#### [УКАЗАНИЕ]
Соберите из листинга ниже все строки, в которых встречается слово «every».

Сохранённые записи из коллекции
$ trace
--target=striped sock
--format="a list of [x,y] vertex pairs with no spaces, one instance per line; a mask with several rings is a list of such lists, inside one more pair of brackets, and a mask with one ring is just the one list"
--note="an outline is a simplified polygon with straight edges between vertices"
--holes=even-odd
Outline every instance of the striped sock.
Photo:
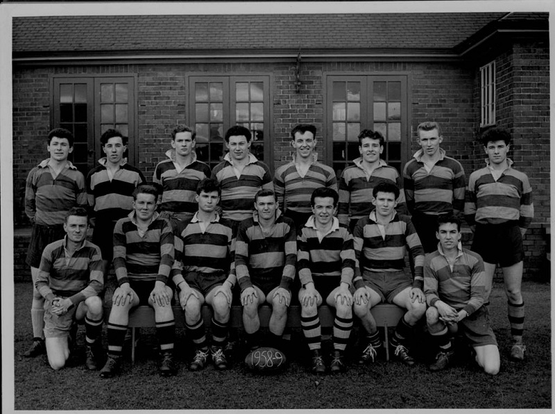
[[319,349],[321,346],[322,334],[318,313],[314,316],[301,315],[300,326],[302,328],[305,338],[307,339],[309,349],[311,351]]
[[352,317],[335,317],[334,320],[334,349],[345,351],[352,329]]

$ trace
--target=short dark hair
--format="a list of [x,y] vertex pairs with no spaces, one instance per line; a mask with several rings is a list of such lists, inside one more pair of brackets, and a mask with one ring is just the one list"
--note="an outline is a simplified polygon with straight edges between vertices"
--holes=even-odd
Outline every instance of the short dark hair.
[[291,138],[295,139],[295,134],[300,132],[302,134],[305,132],[311,132],[312,136],[316,138],[316,127],[309,124],[299,124],[291,131]]
[[104,133],[103,133],[100,137],[100,143],[102,144],[103,147],[104,147],[108,143],[108,140],[110,138],[113,138],[114,137],[121,137],[121,142],[123,143],[123,145],[127,145],[128,138],[123,135],[117,129],[107,129],[104,131]]
[[377,185],[374,187],[372,190],[372,195],[374,196],[374,198],[376,197],[378,192],[393,192],[395,195],[395,199],[399,198],[399,194],[400,192],[399,191],[399,188],[393,184],[393,183],[388,183],[387,181],[382,181],[381,183],[378,183]]
[[443,214],[438,216],[437,231],[439,231],[439,226],[441,226],[441,224],[445,224],[446,223],[452,223],[453,224],[456,224],[457,231],[461,231],[461,219],[452,214]]
[[270,190],[268,188],[262,188],[262,190],[259,190],[258,192],[255,194],[255,203],[258,201],[259,197],[267,197],[268,196],[273,196],[273,198],[275,201],[278,201],[278,196],[275,194],[275,192],[273,190]]
[[229,144],[230,137],[241,135],[244,136],[247,139],[247,142],[250,141],[250,138],[253,136],[248,128],[246,128],[242,125],[234,125],[228,130],[228,131],[225,133],[225,137],[224,139],[225,140],[225,142]]
[[218,197],[221,195],[221,187],[218,180],[214,179],[204,179],[200,180],[196,186],[196,194],[200,195],[200,192],[212,192],[212,191],[218,192]]
[[363,129],[359,134],[359,145],[362,147],[362,140],[370,138],[370,140],[379,140],[379,146],[383,147],[385,140],[381,132],[372,131],[371,129]]
[[195,130],[191,128],[190,126],[187,126],[184,124],[180,124],[176,128],[173,129],[171,131],[171,140],[176,140],[176,135],[178,134],[180,132],[190,132],[191,133],[191,139],[195,140],[196,138],[196,132]]
[[434,129],[438,130],[438,135],[441,136],[441,129],[439,127],[439,124],[434,122],[427,121],[425,122],[420,122],[416,127],[416,136],[420,138],[420,131],[433,131]]
[[316,197],[332,197],[334,199],[334,207],[337,206],[337,203],[339,201],[339,194],[333,188],[329,187],[318,187],[312,192],[312,195],[310,196],[310,205],[314,206],[314,199]]
[[[71,207],[69,209],[69,211],[67,212],[67,214],[65,215],[65,217],[64,217],[64,222],[67,223],[67,219],[69,218],[70,215],[76,215],[78,217],[89,217],[89,213],[87,211],[86,208],[83,207]],[[88,220],[87,220],[88,222]]]
[[54,137],[58,137],[58,138],[65,138],[69,142],[69,147],[74,146],[74,141],[75,141],[74,134],[72,134],[71,131],[67,130],[65,128],[55,128],[48,133],[49,145],[50,145],[50,142]]
[[487,147],[490,141],[504,141],[505,145],[509,145],[511,143],[511,134],[504,128],[490,128],[484,131],[480,140],[484,147]]
[[160,191],[157,187],[152,184],[141,184],[133,191],[133,201],[137,200],[137,196],[139,194],[151,194],[154,196],[154,200],[157,201]]

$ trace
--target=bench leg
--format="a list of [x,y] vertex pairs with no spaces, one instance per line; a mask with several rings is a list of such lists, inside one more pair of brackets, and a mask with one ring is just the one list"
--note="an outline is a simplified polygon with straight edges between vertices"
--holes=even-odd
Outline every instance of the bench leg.
[[389,361],[389,332],[388,331],[387,324],[384,324],[384,346],[386,347],[386,361]]
[[131,328],[131,363],[135,363],[135,328]]

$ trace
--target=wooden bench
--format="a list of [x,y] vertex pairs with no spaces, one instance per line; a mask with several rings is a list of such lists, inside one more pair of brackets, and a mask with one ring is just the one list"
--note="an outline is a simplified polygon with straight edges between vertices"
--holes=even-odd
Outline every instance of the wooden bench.
[[[183,310],[178,306],[173,306],[173,315],[176,326],[185,327],[185,317]],[[108,320],[110,314],[110,307],[105,307],[105,319]],[[406,310],[396,305],[382,304],[373,307],[371,310],[372,315],[376,320],[378,326],[383,327],[385,333],[384,342],[386,349],[386,359],[389,361],[389,338],[388,327],[395,326]],[[210,325],[212,312],[212,308],[207,305],[203,305],[202,308],[203,319],[205,324]],[[272,308],[268,305],[263,305],[259,309],[260,326],[267,327],[270,322]],[[332,327],[334,326],[335,313],[334,310],[327,306],[322,306],[318,308],[320,324],[323,327]],[[239,306],[232,307],[231,324],[232,328],[243,327],[243,308]],[[357,317],[354,317],[355,320]],[[300,306],[289,306],[287,314],[287,326],[291,328],[300,328]],[[137,339],[137,328],[149,328],[155,326],[154,320],[154,310],[149,306],[139,306],[129,313],[129,324],[131,329],[131,362],[135,363],[135,343]]]

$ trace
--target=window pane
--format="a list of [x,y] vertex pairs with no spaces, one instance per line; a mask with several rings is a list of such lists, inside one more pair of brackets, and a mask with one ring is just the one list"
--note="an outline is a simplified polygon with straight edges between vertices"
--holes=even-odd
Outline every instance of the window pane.
[[334,141],[345,141],[345,124],[334,122]]
[[401,100],[401,83],[388,82],[387,83],[387,99],[388,101]]
[[210,124],[210,140],[214,141],[223,140],[223,125],[221,124]]
[[[76,142],[87,142],[87,124],[78,124],[75,125],[74,136]],[[86,152],[86,151],[85,151]]]
[[345,119],[345,102],[334,102],[333,104],[332,119],[334,121],[344,121]]
[[334,101],[345,101],[345,82],[334,82]]
[[374,102],[374,120],[375,121],[386,120],[385,102]]
[[129,126],[128,124],[117,124],[116,129],[117,129],[125,136],[129,136]]
[[250,100],[262,101],[264,97],[264,83],[262,82],[250,83]]
[[74,106],[71,104],[60,104],[60,122],[73,122],[74,121]]
[[127,115],[127,104],[119,104],[116,105],[116,122],[127,122],[128,120]]
[[75,104],[75,122],[87,122],[87,104]]
[[207,122],[210,118],[208,104],[195,104],[195,120],[200,122]]
[[374,82],[374,101],[386,100],[386,82]]
[[210,82],[210,101],[221,102],[223,100],[223,87],[221,82]]
[[60,103],[71,104],[74,101],[74,85],[65,83],[60,85]]
[[347,120],[360,121],[360,104],[349,102],[347,104]]
[[215,122],[223,121],[223,105],[222,104],[210,104],[210,121]]
[[347,83],[347,100],[360,101],[360,82]]
[[235,106],[235,119],[237,122],[248,121],[248,104],[237,104]]
[[197,143],[208,142],[210,132],[208,124],[196,124],[195,125],[195,131],[196,131]]
[[114,101],[114,85],[112,83],[103,83],[100,85],[101,102]]
[[198,82],[195,83],[195,101],[196,102],[208,100],[208,83]]
[[388,141],[401,140],[401,123],[391,122],[387,125],[387,140]]
[[374,131],[381,133],[386,140],[387,140],[387,124],[384,122],[375,122]]
[[261,122],[264,120],[264,104],[256,102],[250,104],[250,120]]
[[400,102],[389,102],[389,103],[388,103],[388,104],[387,104],[387,119],[388,121],[400,121],[401,120],[401,103]]
[[347,155],[345,151],[345,142],[334,142],[334,161],[344,161]]
[[348,141],[357,141],[359,140],[359,134],[360,133],[360,124],[352,123],[347,124],[347,140]]
[[116,83],[116,101],[117,102],[127,102],[128,100],[127,83]]
[[248,82],[235,83],[235,100],[238,102],[248,101]]
[[75,101],[83,104],[87,102],[87,84],[75,84]]

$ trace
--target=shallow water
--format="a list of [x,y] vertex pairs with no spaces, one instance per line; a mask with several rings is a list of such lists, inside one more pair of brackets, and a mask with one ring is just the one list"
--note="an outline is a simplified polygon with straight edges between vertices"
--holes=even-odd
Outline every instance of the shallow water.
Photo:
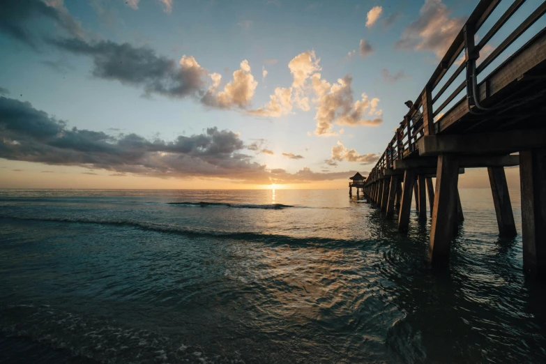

#### [РЕЗУЛЬТАТ НИЖЕ]
Outline every instance of the striped sock.
Outline every instance of the short dark hair.
Outline every instance of the bench leg.
Outline every instance of the wooden bench.
Outline every instance of the window pane.
Outline every instance of the shallow water.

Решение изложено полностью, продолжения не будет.